PROBLEM REQUIREMENTS → Can you return the lines below verbatim, starting at the line that contains "For each <instance> block, the" and ending after the line that contains "39L661 43L682 41L688"?

Segmentation mask records

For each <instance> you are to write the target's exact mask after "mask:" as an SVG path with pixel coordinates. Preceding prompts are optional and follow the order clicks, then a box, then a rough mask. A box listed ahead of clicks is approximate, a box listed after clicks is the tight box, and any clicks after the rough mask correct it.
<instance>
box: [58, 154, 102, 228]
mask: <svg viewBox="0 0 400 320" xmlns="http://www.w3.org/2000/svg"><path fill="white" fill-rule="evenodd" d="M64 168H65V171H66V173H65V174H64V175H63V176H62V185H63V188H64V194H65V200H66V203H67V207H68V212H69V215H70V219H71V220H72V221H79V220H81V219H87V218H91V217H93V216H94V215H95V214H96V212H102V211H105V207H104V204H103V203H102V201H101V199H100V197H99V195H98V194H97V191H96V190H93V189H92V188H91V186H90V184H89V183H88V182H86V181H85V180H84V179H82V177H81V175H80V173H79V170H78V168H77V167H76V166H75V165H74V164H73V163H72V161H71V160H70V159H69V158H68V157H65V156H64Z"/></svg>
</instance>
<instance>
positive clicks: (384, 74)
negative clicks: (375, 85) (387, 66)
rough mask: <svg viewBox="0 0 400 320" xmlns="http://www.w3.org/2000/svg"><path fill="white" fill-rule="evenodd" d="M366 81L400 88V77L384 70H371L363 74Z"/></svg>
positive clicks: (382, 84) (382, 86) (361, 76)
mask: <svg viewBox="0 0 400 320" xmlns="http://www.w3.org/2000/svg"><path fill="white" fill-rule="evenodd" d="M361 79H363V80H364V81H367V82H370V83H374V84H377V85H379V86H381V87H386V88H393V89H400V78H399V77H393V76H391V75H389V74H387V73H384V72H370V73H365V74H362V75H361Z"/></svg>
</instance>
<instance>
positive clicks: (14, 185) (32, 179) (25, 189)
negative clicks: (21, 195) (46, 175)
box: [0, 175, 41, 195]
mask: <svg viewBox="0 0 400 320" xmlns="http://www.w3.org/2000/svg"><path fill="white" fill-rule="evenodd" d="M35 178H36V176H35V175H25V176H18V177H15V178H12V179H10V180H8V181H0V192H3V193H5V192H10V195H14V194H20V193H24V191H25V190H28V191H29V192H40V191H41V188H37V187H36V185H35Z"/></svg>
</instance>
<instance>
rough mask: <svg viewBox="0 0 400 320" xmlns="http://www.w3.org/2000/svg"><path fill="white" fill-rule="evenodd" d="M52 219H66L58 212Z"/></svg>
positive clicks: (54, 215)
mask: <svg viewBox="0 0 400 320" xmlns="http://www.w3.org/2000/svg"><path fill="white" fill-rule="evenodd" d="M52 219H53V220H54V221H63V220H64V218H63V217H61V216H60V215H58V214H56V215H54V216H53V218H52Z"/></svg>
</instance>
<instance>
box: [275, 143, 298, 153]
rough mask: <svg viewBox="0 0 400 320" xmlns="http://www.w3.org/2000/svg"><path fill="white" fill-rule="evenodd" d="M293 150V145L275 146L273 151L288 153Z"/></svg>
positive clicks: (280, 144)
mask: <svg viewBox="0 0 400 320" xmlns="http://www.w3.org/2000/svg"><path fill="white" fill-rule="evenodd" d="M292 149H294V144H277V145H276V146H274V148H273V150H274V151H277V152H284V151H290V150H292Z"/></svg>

...

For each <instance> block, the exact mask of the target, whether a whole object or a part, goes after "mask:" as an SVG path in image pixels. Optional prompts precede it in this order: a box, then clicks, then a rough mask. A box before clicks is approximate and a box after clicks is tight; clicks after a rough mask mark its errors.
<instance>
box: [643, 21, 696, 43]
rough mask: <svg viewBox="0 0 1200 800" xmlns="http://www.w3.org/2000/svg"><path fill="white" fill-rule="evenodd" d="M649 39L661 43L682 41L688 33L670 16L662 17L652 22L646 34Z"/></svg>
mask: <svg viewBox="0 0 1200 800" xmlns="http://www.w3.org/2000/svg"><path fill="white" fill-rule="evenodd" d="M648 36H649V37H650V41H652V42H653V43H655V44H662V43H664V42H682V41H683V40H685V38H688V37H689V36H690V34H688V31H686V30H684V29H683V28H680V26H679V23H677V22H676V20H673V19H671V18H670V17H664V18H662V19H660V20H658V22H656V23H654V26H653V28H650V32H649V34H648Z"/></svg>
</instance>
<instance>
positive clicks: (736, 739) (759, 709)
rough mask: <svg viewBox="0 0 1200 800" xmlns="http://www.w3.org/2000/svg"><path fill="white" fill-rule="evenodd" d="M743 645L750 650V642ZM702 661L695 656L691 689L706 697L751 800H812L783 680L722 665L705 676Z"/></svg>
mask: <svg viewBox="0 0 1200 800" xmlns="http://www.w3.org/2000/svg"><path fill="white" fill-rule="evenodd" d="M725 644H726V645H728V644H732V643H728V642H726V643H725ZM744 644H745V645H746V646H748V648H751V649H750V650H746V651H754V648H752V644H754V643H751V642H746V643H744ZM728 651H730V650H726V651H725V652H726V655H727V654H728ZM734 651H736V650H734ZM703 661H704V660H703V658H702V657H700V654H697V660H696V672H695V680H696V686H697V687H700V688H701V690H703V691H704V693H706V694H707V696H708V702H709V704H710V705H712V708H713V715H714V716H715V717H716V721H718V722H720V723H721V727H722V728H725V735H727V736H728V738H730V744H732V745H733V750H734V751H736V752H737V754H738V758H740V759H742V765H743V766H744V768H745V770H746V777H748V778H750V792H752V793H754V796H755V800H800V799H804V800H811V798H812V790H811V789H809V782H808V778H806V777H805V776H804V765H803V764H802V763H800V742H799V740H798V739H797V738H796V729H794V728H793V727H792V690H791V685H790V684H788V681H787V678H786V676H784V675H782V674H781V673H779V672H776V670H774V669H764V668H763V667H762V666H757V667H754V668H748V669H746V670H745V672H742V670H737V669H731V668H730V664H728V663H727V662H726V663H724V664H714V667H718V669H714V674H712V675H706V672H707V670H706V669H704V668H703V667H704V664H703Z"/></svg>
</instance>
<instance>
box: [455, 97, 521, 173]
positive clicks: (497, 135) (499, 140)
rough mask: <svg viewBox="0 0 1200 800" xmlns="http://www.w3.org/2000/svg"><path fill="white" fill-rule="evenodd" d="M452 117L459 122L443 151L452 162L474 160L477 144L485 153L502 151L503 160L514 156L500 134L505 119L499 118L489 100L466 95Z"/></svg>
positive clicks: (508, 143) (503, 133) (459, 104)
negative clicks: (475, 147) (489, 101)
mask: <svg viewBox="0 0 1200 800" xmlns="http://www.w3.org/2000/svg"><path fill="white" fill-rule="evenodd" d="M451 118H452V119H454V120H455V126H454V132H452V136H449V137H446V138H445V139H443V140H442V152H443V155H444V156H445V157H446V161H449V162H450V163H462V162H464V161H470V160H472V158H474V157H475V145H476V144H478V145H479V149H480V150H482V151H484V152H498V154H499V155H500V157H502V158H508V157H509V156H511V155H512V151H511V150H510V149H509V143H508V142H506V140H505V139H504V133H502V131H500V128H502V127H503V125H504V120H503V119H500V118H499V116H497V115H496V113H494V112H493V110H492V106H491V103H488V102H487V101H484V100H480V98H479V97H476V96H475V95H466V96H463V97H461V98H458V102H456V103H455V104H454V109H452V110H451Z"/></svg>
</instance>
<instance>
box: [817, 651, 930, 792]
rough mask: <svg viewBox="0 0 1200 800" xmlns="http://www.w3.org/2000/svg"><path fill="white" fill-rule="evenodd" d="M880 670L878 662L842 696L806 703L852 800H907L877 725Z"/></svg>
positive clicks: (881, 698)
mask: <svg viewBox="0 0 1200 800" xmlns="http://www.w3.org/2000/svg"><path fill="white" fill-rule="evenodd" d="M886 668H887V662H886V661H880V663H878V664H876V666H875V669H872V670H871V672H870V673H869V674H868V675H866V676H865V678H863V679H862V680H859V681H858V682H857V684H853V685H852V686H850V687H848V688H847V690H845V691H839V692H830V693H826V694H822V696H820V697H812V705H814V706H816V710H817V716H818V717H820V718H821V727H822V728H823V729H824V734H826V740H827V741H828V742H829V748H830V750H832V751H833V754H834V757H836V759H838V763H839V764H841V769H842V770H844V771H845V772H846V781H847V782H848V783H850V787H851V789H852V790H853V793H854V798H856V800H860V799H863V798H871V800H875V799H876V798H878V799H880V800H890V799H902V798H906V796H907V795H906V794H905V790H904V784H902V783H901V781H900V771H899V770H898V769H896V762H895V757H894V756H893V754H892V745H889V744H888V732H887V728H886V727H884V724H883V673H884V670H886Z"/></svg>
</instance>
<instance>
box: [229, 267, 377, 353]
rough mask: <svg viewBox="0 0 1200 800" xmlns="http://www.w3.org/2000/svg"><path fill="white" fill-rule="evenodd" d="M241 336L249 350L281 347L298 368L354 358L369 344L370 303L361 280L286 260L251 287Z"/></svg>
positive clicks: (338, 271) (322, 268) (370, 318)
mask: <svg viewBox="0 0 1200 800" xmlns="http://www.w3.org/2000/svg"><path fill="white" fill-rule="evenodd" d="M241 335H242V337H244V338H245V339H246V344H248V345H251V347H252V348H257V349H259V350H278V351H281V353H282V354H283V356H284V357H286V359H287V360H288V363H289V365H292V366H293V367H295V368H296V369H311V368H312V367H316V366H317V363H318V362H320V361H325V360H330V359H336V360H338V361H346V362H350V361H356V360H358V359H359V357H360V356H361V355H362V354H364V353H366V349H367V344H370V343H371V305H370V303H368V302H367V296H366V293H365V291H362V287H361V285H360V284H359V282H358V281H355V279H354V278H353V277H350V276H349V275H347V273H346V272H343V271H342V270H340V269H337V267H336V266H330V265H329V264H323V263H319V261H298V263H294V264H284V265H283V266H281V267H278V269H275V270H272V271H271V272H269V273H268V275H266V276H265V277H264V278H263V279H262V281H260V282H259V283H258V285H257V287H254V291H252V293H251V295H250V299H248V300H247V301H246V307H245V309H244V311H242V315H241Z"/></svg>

YOUR SOLUTION →
For each <instance> block, the exact mask of the target, whether a whole object or a part, goes after "mask:" as an SVG path in image pixels. Optional prompts precede it in this order: a box, then clicks, then a rough mask. A box before clicks is approximate and a box after clicks is tight; clicks after a rough mask mark its errors.
<instance>
box: [643, 21, 696, 43]
rough mask: <svg viewBox="0 0 1200 800" xmlns="http://www.w3.org/2000/svg"><path fill="white" fill-rule="evenodd" d="M649 39L661 43L682 41L688 33L670 16L662 17L652 22L646 34Z"/></svg>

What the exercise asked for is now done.